>>>

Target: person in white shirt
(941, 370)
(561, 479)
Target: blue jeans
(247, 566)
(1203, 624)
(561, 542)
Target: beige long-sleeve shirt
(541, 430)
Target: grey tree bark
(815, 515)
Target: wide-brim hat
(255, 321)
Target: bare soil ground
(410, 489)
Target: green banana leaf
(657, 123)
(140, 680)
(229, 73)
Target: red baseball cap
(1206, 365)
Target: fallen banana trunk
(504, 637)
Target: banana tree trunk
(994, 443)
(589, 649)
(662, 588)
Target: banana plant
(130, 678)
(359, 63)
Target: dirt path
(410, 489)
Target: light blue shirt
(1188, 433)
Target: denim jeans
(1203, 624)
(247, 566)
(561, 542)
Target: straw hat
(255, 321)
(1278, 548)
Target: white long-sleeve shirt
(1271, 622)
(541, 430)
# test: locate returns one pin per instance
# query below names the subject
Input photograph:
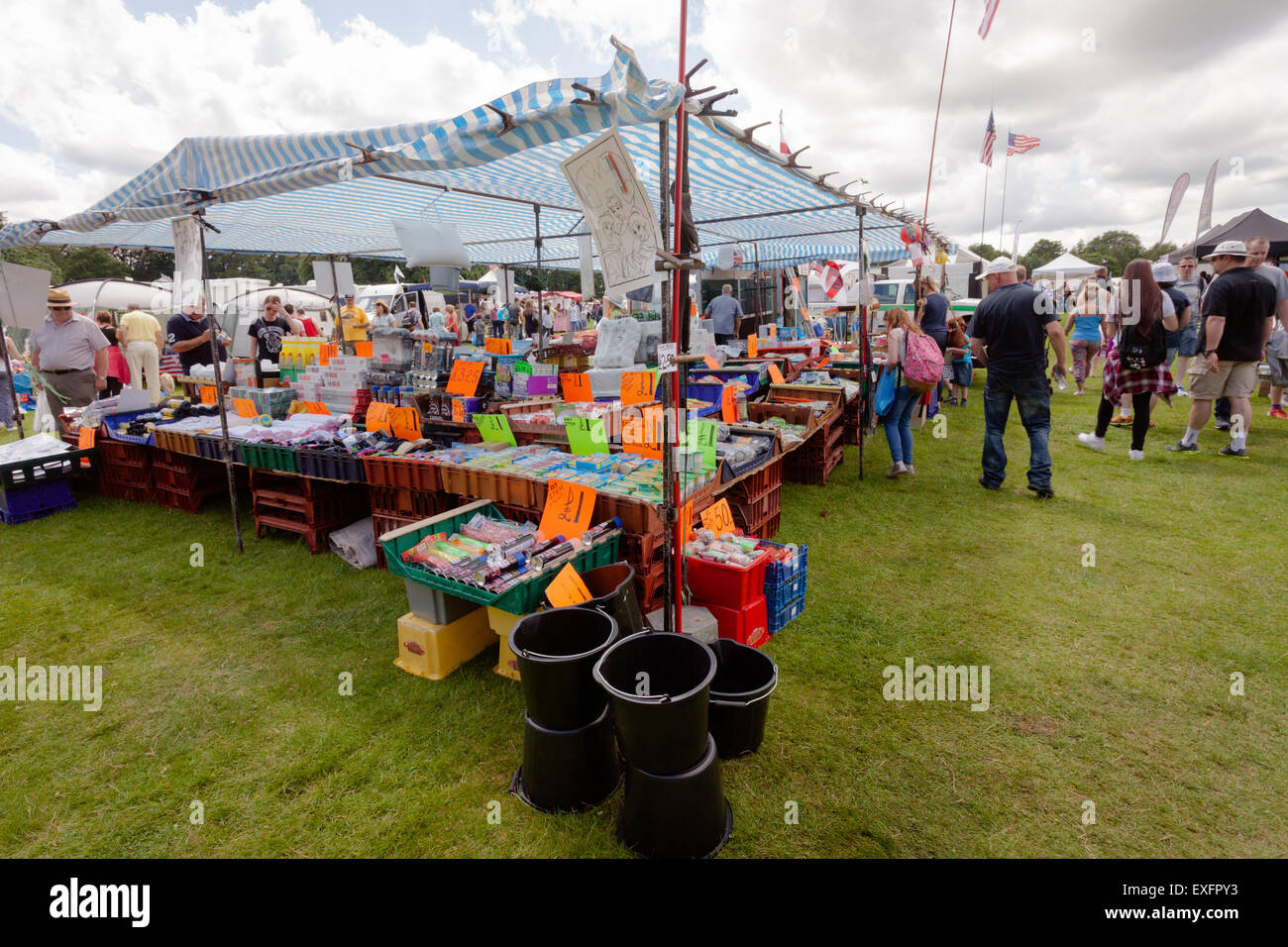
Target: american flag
(1021, 144)
(990, 12)
(986, 154)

<<<

■ WHAT IS REQUIRED
Skip the pictures. Write out exactly the lines from the one with "Target: banana tree trunk" through the last line of the listing, both ends included, and nothing more.

■ OUTPUT BELOW
Target: banana tree trunk
(994, 443)
(589, 649)
(662, 588)
Target: banana plant
(130, 678)
(359, 63)
Target: dirt path
(410, 489)
Target: light blue shirt
(1188, 433)
Target: denim jeans
(1203, 624)
(247, 566)
(561, 542)
Target: straw hat
(255, 321)
(1278, 548)
Target: white long-sleeve shirt
(1271, 622)
(541, 430)
# test: locate returns one pin per instance
# query below names the subject
Input photograph:
Target: american flag
(1021, 144)
(990, 12)
(986, 154)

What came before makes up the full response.